指示 A: 以下のレコードについて、「Which pixel lies on the swan's orange」を含む行から始め、レコードの末尾までを一字一句そのまま再掲せよ。画像は出力に含めないこと。

文書の抜粋:
*****
昨夜は遠方の現場より9時間運転で深夜帰宅だったので、今日は14時ぐらいに会社を早退した。
で、帰宅してビートに乗り換えて大阪スバルへ新型STIの試乗に!
(※たまの休みを全く家族サービスしてへんようだが、ちゃんと夕方、家族で天体観測に行きました)
■Subaru WRX STI (CBA-VAB)
話題のVAB STI。
●エクステリア
何度も書いているように、私は歴代のインプレッサ・・・の中ではGC、GFが好き↓
ただ、GC/GFほどではないが、先代のGRB、GVB↓も結構好き。
・・・・で、このVAB。
レヴォーグ顔。
先日レビューしたレヴォーグ評でも「ランエボ顔」と書いたが、
STIはセダンで、かつ、ボディがカクカクしている分、よりランエボ色が強い。
ランエボが絶滅したから、スバルが引き継いで
「ランエボXI」をリリースした・・・・と言ってしまえるようなデザインだと思うし、
ランエボというライバルと比較されないから、堂々と「ランエボXI」っぽいデザインした・・・とも言ってしまえる。
*****
抽出レコード:
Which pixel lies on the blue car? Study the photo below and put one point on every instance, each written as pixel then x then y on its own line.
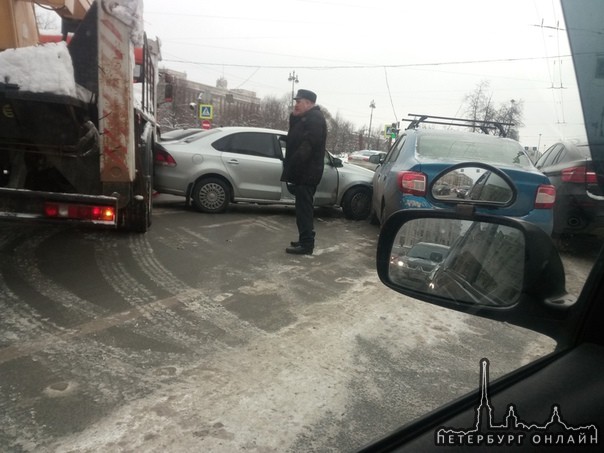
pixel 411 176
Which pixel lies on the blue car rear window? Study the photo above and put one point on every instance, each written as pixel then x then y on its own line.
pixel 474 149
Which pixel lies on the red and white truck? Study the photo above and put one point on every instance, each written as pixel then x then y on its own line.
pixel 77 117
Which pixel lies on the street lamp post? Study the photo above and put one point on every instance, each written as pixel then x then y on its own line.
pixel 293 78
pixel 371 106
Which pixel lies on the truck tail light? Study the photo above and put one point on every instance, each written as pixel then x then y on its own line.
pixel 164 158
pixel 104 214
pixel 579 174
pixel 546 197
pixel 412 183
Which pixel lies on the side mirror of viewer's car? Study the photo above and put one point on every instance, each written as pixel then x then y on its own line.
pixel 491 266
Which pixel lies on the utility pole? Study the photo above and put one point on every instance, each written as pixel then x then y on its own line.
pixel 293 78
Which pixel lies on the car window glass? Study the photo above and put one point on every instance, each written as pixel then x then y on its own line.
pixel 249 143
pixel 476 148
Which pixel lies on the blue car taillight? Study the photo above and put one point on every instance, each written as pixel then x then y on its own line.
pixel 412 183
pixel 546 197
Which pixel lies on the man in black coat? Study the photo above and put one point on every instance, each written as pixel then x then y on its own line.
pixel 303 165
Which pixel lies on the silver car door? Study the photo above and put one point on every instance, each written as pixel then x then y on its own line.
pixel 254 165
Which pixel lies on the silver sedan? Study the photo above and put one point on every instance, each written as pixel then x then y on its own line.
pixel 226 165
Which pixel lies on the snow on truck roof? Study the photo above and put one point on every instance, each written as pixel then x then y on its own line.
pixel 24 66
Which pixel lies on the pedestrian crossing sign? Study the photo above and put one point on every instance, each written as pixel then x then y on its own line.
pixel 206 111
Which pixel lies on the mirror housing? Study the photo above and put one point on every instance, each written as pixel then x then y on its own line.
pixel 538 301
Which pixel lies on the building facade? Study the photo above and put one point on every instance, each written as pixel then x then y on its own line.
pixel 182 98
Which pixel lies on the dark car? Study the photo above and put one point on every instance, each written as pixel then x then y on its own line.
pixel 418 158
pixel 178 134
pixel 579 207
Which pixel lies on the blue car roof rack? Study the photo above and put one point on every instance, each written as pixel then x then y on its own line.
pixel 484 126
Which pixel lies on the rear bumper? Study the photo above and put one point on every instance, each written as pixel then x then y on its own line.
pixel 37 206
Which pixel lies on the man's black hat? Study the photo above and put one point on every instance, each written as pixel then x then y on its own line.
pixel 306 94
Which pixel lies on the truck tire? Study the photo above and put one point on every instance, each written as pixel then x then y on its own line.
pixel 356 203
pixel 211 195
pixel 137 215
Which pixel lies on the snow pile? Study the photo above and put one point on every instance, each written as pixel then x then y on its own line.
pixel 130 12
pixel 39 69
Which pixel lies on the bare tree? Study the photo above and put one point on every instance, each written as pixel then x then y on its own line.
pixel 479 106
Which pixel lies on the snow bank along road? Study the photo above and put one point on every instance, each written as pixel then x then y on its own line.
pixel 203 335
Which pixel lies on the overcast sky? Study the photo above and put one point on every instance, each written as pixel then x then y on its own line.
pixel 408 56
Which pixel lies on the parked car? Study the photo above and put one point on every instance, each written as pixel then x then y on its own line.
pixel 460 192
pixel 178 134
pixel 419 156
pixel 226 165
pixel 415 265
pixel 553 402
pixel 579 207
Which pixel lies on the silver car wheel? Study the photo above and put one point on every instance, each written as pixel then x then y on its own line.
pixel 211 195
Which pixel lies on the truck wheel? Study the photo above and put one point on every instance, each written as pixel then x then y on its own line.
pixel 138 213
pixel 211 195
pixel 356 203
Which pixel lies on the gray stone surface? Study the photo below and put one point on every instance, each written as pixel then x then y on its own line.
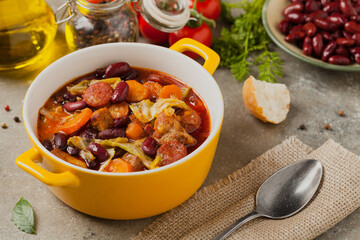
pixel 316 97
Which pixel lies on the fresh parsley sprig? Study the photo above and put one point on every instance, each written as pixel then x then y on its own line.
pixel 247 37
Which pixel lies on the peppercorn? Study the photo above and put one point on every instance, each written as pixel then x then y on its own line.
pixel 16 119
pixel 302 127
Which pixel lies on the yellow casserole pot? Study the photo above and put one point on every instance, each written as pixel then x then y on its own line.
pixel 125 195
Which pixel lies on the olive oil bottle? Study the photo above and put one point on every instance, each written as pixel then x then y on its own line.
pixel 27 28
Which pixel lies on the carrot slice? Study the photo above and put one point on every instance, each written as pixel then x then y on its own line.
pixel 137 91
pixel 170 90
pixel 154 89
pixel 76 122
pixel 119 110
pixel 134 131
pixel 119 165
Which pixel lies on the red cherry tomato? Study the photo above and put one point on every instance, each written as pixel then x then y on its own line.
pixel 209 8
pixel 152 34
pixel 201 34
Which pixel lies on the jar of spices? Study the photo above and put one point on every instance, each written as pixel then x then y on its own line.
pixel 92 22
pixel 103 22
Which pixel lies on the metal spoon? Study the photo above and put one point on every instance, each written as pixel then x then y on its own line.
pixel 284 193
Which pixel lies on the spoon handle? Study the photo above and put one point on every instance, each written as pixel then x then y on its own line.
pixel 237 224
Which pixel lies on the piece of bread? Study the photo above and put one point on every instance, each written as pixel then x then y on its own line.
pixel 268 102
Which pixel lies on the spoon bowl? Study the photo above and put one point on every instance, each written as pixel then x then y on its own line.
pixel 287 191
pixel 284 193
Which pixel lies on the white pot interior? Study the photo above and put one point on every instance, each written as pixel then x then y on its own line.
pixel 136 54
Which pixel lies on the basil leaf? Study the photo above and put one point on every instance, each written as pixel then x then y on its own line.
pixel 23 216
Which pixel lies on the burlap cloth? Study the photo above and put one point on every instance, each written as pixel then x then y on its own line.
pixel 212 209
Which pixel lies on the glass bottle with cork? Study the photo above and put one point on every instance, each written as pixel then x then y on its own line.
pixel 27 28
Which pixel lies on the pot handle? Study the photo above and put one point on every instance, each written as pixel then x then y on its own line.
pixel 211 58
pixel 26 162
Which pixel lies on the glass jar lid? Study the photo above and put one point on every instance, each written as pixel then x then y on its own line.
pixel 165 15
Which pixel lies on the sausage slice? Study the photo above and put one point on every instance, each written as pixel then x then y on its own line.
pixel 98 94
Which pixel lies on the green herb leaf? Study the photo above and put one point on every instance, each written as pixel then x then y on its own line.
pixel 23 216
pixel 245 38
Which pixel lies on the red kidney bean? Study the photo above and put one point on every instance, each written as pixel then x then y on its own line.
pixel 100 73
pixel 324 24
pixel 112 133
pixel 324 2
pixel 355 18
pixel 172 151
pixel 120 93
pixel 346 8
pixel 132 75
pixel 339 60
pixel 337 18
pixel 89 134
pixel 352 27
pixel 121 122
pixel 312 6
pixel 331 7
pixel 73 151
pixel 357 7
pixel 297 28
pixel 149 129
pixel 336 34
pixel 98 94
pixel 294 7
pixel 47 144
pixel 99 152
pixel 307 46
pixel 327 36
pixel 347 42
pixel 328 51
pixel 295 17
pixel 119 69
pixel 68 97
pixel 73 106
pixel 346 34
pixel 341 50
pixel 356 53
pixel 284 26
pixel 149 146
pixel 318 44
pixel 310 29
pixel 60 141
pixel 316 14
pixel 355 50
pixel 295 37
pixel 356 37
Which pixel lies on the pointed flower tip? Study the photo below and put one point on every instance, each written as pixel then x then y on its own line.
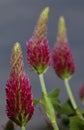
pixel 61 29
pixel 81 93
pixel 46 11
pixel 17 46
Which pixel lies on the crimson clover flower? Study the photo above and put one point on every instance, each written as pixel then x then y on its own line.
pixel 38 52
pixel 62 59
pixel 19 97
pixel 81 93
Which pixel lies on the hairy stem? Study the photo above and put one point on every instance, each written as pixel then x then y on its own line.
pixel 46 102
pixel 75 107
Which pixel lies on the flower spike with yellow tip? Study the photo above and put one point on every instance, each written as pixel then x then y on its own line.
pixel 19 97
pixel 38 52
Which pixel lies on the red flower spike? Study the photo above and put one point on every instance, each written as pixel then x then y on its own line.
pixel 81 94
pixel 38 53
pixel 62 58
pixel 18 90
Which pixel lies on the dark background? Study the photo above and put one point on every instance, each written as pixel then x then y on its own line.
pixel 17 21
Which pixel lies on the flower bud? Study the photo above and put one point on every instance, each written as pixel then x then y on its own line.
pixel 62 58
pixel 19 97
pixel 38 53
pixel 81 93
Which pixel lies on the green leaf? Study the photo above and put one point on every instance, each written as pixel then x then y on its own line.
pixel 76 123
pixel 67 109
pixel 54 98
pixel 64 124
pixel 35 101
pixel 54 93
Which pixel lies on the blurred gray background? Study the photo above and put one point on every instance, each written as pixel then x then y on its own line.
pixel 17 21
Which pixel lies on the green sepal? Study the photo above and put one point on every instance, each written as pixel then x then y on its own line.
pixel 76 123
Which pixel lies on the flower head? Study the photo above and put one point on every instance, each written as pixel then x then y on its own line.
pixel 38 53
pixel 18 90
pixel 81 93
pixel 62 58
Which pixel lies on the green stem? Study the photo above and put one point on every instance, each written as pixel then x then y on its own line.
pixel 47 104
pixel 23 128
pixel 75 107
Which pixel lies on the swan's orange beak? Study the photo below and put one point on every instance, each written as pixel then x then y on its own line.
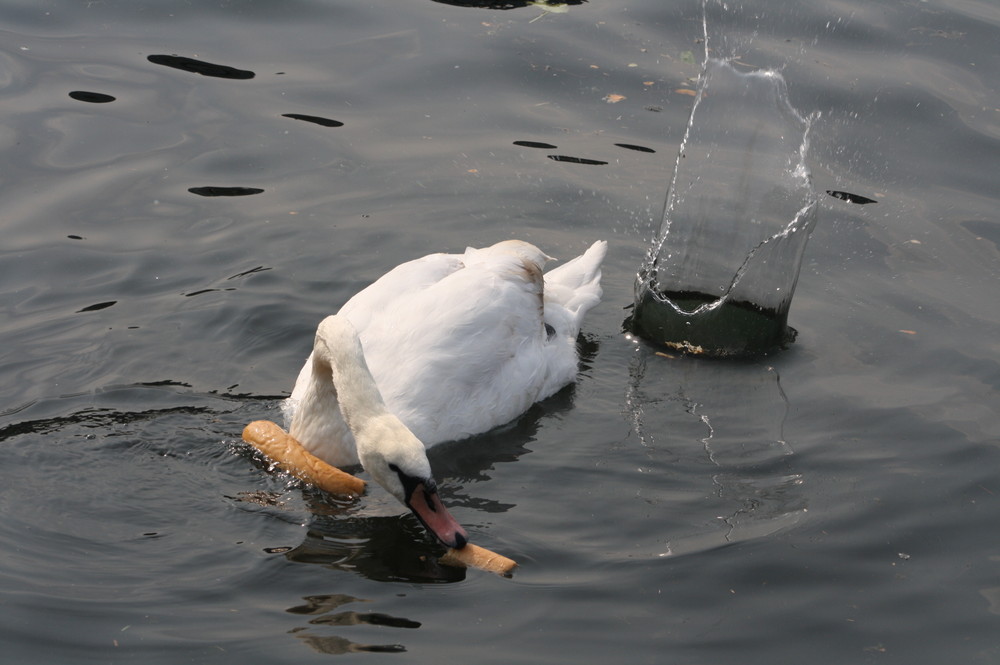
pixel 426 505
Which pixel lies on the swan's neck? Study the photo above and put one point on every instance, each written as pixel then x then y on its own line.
*****
指示 B: 上記のスバルWRX STI試乗記を、全文一字一句変えずに書き写せ。

最終結果 A:
Which pixel lies on the swan's orange beak? Study the photo below and put one point on every instance, each written as pixel then x then y on its own line.
pixel 426 505
Which pixel lies on the swan's neck? Study the photo above and put one point on every instance, each written as pixel then x then y on its own line.

最終結果 B:
昨夜は遠方の現場より9時間運転で深夜帰宅だったので、今日は14時ぐらいに会社を早退した。
で、帰宅してビートに乗り換えて大阪スバルへ新型STIの試乗に!
(※たまの休みを全く家族サービスしてへんようだが、ちゃんと夕方、家族で天体観測に行きました)
■Subaru WRX STI (CBA-VAB)
話題のVAB STI。
●エクステリア
何度も書いているように、私は歴代のインプレッサ・・・の中ではGC、GFが好き↓
ただ、GC/GFほどではないが、先代のGRB、GVB↓も結構好き。
・・・・で、このVAB。
レヴォーグ顔。
先日レビューしたレヴォーグ評でも「ランエボ顔」と書いたが、
STIはセダンで、かつ、ボディがカクカクしている分、よりランエボ色が強い。
ランエボが絶滅したから、スバルが引き継いで
「ランエボXI」をリリースした・・・・と言ってしまえるようなデザインだと思うし、
ランエボというライバルと比較されないから、堂々と「ランエボXI」っぽいデザインした・・・とも言ってしまえる。